Photo-based referring expression data:
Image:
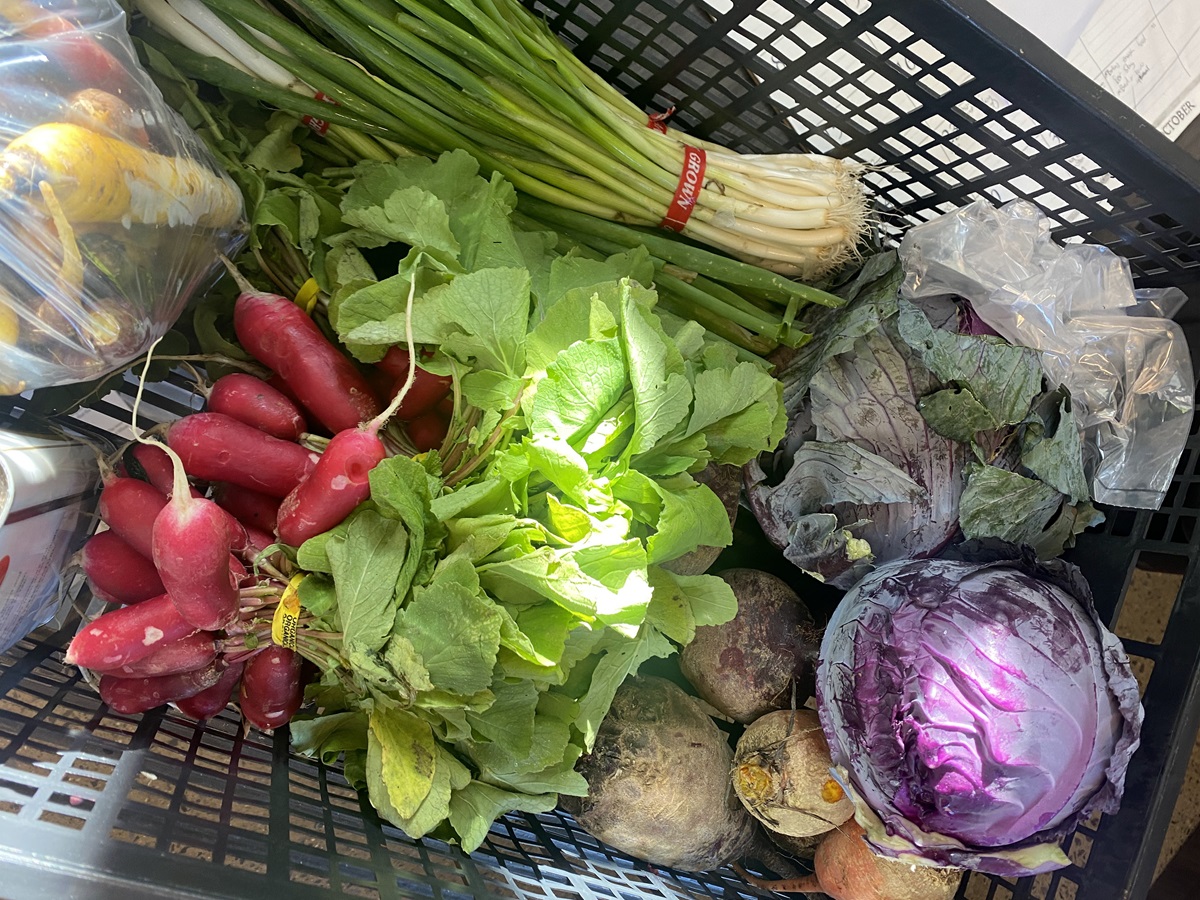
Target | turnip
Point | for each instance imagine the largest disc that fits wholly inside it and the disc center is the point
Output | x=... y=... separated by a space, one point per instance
x=762 y=657
x=781 y=775
x=659 y=781
x=846 y=869
x=726 y=483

• _Exercise directions_
When copying the records above, please match them exactly but leave out all pictures.

• _Solution_
Image:
Target | turnip
Point | for each instance imagine the largest disc that fits wholly inside it and the disc center is the point
Output | x=... y=... separated by a space, one point per instance
x=762 y=657
x=781 y=775
x=659 y=781
x=846 y=869
x=726 y=483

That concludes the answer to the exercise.